Fulltext search works with multi-byte charsets, including utf8 in 4.1.

But it works ONLY with western collations and western charsets, including multi-byte ones. 

This is because word stoppers, like blank and others are defined for western charsets only. 

A feature to make it work for eastern charsets is already in our WorkLog, but it will
not come so soon.
[24 Aug 2004 21:07] Woojong Koh
it can't be a problem about word stoppers and etc. 'cause we use utf-8 encoding and we also distinguish words by blank. it works successfully when index creation is success. I think it is not a problem about a new feature but a bug about creating index. Can you trace a function stack when the bug occur? I think it is a trivial mistake when a special case. cause It works sucessfully with a small scale table. also match () against () query also works successfully in utf-8 encoding. please reconsider it.
[24 Aug 2004 21:10] Woojong Koh
and I found this error could be occur to western charset and collation.

Data block:
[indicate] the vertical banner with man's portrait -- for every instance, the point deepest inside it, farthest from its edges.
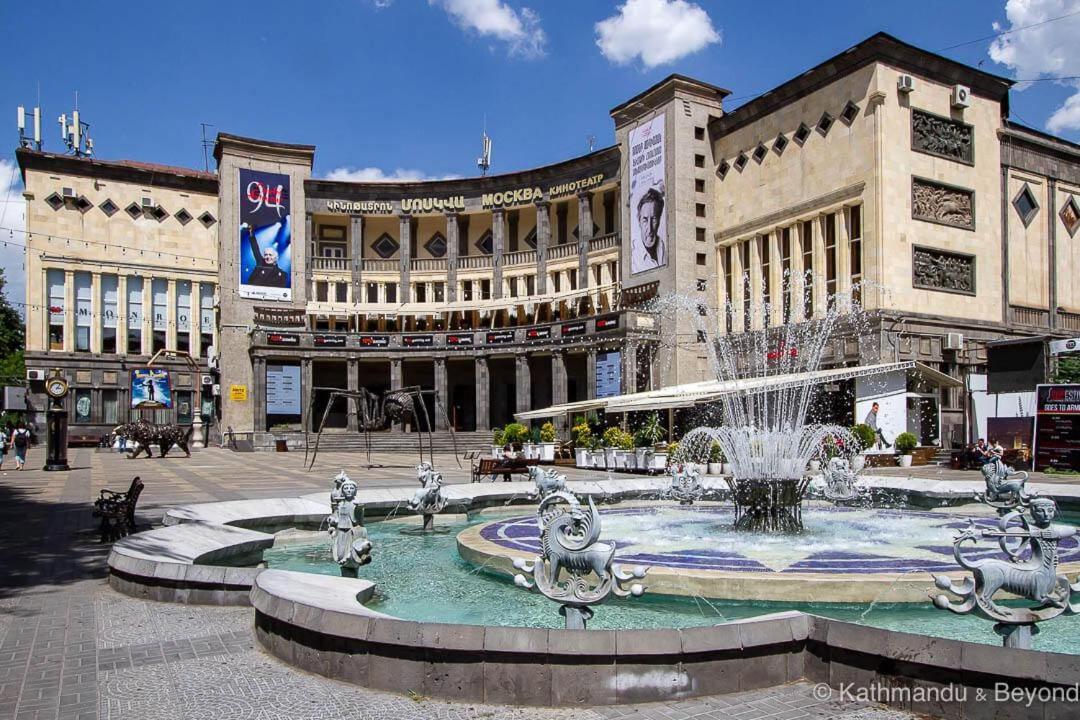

Instructions for the task: Output the fulltext search thread word for word, starting with "Fulltext search works" and going on through "western charsets only.". Rely only on the fulltext search thread, not on the listing.

Answer to the exercise:
Fulltext search works with multi-byte charsets, including utf8 in 4.1.

But it works ONLY with western collations and western charsets, including multi-byte ones. 

This is because word stoppers, like blank and others are defined for western charsets only.